▸ **Description of the task**: Please reproduce the part that opens with the line containing "the pheasant body" and closes with the line containing "(159, 1055)", swapping "thickest" for "widest" and leaving everything else unchanged.
+++
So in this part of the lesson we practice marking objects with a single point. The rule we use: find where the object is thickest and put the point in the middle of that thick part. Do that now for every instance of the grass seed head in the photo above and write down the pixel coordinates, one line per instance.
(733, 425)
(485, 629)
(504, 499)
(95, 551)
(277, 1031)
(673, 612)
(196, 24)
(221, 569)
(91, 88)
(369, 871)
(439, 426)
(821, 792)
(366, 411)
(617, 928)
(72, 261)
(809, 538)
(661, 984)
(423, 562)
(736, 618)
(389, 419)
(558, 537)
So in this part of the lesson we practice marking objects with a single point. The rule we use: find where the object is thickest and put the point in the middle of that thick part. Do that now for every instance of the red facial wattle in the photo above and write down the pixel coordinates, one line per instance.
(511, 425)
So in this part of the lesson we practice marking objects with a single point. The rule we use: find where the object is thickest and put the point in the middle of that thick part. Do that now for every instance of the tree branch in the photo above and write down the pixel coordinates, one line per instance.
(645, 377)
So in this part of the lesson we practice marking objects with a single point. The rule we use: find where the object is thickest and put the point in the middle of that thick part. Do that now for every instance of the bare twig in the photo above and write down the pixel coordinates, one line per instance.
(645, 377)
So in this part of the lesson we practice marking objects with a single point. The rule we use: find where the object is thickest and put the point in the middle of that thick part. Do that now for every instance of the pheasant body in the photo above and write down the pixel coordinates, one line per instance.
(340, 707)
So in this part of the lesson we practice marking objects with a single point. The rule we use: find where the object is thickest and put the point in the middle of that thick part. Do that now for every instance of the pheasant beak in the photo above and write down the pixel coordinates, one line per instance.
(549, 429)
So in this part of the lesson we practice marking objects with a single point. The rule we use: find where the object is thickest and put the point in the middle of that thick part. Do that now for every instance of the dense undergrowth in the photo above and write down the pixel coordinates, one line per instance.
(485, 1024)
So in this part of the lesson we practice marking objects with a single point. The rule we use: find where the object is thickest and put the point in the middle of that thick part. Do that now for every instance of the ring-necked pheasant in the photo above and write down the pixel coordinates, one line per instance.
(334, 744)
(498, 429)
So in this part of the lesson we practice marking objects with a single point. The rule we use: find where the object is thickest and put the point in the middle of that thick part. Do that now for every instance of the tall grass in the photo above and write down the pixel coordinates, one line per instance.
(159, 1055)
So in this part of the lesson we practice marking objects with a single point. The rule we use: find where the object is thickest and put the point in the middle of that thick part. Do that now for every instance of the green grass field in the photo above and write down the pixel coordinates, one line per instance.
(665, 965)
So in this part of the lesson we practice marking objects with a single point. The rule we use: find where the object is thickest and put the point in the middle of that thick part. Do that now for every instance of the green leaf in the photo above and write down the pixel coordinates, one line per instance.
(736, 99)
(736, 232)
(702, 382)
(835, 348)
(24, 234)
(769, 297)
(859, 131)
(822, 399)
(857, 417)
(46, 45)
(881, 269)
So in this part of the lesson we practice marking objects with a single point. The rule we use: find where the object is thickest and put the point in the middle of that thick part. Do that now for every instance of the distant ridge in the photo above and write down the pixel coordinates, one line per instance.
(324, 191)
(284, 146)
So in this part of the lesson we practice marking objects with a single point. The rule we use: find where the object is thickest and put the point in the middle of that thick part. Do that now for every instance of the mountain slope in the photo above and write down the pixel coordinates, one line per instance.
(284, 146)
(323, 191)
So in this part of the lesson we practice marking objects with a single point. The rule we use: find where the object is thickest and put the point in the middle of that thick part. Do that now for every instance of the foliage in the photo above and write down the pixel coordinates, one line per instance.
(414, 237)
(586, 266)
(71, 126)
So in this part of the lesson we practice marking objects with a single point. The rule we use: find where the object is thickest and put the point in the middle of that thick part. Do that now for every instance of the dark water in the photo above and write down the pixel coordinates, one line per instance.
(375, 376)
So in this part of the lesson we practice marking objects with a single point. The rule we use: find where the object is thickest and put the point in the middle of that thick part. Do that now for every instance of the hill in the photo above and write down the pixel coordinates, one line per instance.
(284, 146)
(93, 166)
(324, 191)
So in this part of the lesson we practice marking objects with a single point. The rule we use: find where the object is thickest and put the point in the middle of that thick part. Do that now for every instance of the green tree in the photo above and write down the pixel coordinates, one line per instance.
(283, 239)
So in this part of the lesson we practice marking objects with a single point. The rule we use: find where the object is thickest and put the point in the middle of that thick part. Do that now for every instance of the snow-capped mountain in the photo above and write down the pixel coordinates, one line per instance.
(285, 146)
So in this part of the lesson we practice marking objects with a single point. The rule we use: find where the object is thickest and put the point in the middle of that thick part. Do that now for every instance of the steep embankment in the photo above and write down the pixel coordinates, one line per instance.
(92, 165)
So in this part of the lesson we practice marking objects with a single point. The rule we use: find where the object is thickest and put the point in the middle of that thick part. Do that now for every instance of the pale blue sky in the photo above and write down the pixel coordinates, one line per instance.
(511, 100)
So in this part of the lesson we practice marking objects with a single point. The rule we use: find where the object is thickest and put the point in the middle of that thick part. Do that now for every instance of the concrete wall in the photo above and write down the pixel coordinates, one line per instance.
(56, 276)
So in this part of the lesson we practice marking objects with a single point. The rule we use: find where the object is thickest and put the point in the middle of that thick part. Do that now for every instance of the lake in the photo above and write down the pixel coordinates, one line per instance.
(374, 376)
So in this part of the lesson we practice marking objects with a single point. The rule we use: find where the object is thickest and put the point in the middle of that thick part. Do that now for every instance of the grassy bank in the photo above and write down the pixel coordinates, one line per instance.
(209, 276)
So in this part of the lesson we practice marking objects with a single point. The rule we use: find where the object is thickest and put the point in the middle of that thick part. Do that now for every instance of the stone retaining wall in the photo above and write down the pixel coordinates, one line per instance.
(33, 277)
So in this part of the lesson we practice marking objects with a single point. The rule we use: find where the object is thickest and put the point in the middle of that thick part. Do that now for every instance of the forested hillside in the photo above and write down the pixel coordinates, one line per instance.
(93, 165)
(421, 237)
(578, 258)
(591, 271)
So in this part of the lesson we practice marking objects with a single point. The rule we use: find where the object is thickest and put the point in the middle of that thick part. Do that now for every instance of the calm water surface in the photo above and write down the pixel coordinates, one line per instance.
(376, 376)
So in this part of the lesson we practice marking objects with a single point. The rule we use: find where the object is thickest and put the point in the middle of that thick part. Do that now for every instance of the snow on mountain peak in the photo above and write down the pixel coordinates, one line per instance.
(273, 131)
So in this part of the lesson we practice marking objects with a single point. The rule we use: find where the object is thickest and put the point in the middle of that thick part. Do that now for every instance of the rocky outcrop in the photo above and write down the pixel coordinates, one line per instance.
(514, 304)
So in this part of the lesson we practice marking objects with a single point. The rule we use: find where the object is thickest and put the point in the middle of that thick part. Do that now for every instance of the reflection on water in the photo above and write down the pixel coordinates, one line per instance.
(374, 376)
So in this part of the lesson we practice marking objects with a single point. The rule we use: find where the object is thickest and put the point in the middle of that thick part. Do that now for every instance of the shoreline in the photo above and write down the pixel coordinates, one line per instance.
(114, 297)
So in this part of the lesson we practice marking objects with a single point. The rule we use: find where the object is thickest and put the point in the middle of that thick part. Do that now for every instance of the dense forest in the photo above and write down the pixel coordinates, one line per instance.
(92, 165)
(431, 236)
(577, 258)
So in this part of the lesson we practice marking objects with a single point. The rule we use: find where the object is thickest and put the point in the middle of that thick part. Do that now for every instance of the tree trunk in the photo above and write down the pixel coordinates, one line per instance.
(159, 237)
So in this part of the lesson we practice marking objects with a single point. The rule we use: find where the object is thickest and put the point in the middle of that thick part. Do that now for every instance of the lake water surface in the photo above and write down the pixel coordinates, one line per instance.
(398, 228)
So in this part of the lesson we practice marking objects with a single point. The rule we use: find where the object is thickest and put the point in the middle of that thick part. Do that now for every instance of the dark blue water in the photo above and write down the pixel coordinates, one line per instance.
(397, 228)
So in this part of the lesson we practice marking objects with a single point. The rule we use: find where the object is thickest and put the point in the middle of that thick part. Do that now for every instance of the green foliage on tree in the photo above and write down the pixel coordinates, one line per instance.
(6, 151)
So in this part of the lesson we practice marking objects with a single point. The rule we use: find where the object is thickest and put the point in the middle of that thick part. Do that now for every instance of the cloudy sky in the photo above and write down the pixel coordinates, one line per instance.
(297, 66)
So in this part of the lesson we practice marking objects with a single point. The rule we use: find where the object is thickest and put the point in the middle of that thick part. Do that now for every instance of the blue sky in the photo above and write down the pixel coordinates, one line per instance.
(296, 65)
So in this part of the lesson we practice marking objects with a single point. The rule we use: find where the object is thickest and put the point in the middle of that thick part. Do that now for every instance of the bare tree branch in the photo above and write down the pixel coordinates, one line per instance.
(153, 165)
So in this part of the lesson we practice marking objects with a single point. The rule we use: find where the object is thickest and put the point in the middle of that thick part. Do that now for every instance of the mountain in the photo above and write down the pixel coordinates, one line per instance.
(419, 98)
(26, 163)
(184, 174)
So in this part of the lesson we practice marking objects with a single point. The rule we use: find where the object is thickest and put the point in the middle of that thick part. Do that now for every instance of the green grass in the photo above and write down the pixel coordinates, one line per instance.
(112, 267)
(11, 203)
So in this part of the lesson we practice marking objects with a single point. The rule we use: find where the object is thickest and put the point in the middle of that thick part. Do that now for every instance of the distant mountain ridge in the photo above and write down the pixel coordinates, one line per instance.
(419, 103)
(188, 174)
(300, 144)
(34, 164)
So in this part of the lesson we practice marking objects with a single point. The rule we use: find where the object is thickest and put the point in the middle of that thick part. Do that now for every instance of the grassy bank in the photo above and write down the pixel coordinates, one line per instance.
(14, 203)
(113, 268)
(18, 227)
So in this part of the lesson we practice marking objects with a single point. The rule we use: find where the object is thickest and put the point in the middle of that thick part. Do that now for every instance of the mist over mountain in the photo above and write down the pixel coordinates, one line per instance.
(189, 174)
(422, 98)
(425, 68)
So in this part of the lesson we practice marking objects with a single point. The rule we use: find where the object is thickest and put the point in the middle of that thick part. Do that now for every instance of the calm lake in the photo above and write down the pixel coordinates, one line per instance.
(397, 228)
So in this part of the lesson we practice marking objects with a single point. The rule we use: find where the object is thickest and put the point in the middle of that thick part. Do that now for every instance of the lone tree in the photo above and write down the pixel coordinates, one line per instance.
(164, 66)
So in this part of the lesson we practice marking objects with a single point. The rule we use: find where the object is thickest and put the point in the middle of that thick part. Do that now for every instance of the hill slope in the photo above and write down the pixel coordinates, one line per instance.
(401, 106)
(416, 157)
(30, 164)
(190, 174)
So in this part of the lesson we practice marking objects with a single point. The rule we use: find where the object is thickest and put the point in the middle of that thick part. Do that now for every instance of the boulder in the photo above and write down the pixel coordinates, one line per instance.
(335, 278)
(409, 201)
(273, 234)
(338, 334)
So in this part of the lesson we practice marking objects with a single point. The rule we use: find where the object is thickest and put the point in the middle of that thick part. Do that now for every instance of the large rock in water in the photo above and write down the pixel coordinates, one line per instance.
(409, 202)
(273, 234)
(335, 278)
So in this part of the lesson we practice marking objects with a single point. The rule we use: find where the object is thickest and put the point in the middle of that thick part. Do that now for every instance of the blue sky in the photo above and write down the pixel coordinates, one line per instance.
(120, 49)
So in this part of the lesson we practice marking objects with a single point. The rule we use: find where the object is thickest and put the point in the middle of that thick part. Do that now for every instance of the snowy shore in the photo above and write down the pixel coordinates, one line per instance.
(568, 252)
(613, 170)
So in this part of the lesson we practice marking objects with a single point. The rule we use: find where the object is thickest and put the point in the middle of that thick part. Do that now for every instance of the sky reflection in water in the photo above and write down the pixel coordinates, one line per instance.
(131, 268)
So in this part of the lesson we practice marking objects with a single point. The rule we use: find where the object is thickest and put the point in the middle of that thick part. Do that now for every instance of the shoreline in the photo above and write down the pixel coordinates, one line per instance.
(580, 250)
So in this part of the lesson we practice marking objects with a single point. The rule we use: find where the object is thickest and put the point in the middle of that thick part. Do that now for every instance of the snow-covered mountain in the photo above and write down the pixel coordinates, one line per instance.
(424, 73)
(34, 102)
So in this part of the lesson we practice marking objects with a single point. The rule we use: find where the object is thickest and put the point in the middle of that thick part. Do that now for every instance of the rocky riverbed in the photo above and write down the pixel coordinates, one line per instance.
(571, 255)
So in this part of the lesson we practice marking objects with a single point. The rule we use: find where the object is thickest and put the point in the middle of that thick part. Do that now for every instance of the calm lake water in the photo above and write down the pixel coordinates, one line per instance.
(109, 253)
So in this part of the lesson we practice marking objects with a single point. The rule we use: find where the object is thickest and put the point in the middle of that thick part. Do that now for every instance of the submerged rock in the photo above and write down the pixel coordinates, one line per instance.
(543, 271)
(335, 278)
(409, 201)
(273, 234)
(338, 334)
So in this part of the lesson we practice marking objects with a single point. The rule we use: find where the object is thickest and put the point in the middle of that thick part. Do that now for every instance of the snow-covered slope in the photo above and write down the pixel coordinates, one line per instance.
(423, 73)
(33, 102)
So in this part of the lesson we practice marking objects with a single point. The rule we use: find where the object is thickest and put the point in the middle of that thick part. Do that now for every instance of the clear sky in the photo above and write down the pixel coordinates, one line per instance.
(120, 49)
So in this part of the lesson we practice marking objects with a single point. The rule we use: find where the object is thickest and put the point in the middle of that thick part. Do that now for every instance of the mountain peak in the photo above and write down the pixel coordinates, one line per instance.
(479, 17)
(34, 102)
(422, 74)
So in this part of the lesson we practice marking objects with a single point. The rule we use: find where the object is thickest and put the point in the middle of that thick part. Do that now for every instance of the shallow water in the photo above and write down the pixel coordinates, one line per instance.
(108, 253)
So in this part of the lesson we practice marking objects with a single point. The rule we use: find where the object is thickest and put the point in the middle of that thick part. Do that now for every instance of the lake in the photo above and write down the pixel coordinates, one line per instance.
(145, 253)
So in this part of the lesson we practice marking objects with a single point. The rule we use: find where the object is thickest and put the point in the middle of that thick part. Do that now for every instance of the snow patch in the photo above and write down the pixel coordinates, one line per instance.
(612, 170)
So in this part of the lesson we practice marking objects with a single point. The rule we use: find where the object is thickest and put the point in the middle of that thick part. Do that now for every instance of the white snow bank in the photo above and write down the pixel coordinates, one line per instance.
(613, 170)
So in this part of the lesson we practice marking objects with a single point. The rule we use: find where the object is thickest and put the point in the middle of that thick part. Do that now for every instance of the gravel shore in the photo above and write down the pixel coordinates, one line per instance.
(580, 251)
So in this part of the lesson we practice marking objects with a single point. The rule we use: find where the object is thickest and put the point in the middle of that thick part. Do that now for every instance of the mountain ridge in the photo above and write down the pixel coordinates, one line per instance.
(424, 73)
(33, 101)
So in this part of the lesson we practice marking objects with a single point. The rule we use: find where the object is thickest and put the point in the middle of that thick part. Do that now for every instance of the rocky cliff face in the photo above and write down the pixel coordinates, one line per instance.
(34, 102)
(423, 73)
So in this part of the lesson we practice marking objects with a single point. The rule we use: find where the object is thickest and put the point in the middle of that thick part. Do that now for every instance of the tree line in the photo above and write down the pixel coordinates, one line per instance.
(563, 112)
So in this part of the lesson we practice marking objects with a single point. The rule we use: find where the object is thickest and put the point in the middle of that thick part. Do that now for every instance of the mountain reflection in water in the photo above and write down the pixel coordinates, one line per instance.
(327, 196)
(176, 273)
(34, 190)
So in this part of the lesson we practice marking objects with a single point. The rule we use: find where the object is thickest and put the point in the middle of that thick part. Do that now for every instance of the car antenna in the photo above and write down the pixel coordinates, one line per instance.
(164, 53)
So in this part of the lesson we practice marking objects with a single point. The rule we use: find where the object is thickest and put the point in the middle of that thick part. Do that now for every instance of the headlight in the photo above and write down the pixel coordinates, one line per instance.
+++
▸ **Worked solution**:
So in this part of the lesson we practice marking objects with a single point. The rule we use: find where the object is widest and put the point in the middle of that thick part. Do that now for every instance of the pheasant body in the photo above and write down the pixel coordinates, one line per instance.
(340, 707)
So in this part of the lesson we practice marking objects with a single point. The rule we use: find where the object is widest and put the point in the middle of that thick part. Do that now for every instance of the pheasant beak in the photo above and write down the pixel coordinates, one line per instance.
(549, 429)
So in this part of the lesson we practice marking objects with a single point. The rule we use: find where the object is widest and put the point in the middle of that thick part. Do that now for every instance of the dense undergrowth in the photo above and write down the pixel coordinates, one line per instance.
(485, 1024)
So in this part of the lesson we practice marking objects with a single point. The rule we use: find where the object is widest and put the point in the middle of that thick part. Do that now for every instance of the ring-necked pheasant in the photo above and write down the pixel coordinates, one line per instance.
(334, 744)
(498, 429)
So in this part of the lesson we practice marking objects with a single point. The rule we use: find where the object is widest and put the point in the middle of that thick part. Do that now for every instance of the tall grass in the photo above and write down the pixel coordinates, one line per instance.
(159, 1055)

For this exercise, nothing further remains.